═══ Records for this task ═══

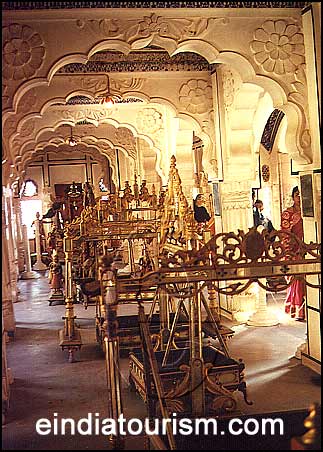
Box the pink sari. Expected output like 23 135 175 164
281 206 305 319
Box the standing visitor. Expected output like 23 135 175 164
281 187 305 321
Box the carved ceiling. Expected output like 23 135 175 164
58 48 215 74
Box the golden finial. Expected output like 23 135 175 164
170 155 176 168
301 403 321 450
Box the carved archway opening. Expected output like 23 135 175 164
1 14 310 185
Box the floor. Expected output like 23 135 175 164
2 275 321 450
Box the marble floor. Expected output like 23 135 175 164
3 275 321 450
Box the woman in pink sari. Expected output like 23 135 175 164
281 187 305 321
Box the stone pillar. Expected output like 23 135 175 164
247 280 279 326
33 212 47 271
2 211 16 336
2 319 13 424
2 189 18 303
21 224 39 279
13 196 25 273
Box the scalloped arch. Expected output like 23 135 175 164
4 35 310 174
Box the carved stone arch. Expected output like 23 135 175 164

═══
═══ Records for this task ═══

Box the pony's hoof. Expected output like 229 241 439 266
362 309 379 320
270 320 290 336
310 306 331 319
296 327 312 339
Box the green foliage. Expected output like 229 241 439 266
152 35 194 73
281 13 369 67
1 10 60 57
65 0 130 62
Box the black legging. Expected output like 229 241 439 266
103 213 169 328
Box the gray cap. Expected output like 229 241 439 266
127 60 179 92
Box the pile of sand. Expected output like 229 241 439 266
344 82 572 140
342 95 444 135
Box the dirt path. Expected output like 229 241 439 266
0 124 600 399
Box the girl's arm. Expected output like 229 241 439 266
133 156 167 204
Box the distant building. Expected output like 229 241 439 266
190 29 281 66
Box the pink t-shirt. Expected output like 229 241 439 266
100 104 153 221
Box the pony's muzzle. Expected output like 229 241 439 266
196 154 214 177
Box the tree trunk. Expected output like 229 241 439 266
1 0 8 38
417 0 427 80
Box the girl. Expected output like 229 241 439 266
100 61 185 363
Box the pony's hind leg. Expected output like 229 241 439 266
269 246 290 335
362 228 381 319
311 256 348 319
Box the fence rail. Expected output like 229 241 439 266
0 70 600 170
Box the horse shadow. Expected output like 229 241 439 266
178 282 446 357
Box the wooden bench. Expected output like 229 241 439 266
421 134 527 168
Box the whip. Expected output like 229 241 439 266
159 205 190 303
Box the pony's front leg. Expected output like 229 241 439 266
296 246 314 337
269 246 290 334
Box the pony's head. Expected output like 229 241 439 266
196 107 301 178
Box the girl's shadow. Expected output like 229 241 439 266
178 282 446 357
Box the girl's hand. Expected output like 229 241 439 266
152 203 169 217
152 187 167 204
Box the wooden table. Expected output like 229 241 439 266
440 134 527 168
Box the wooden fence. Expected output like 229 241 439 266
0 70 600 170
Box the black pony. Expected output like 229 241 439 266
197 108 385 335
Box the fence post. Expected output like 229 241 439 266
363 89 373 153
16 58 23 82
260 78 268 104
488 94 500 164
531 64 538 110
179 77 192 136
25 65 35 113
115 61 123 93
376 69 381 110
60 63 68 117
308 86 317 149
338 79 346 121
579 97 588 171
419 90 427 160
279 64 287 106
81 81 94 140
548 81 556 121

═══

• **Exercise brief**
Reproduce the rows from the line containing "Box the distant" through the line containing "100 61 185 363", both included.

• **Answer to this task**
Box the distant building. Expected output like 229 241 439 266
190 29 281 66
Box the pink t-shirt. Expected output like 229 241 439 266
100 104 153 221
Box the pony's muzzle. Expected output like 229 241 439 266
196 154 214 177
Box the tree trunk. Expected output like 229 241 439 266
1 0 8 38
417 0 427 80
Box the girl. Expected output like 229 241 439 266
100 61 185 363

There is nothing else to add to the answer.